_What is being asked_: Please copy out all of the lines below, requests included, but shift each point coordinate in the answers by adding 26 to it. Leave the pictures out.

_Exercise material_:
———

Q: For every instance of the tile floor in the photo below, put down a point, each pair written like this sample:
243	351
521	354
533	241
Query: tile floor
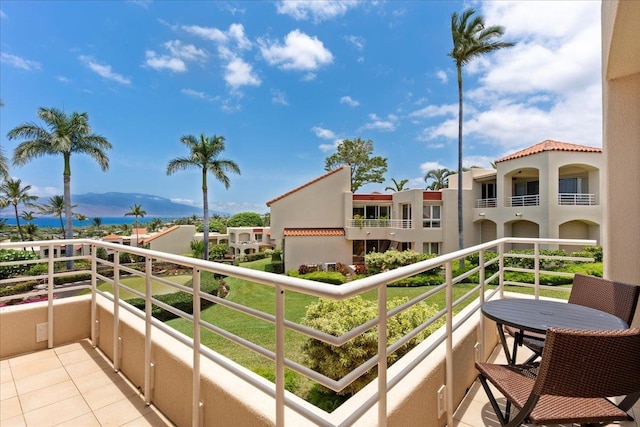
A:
75	385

———

_The result_:
Q: For every instance of the tile floor in the photo below, put down a point, each pair written like this sample:
243	351
521	354
533	241
Query: tile floor
A:
101	411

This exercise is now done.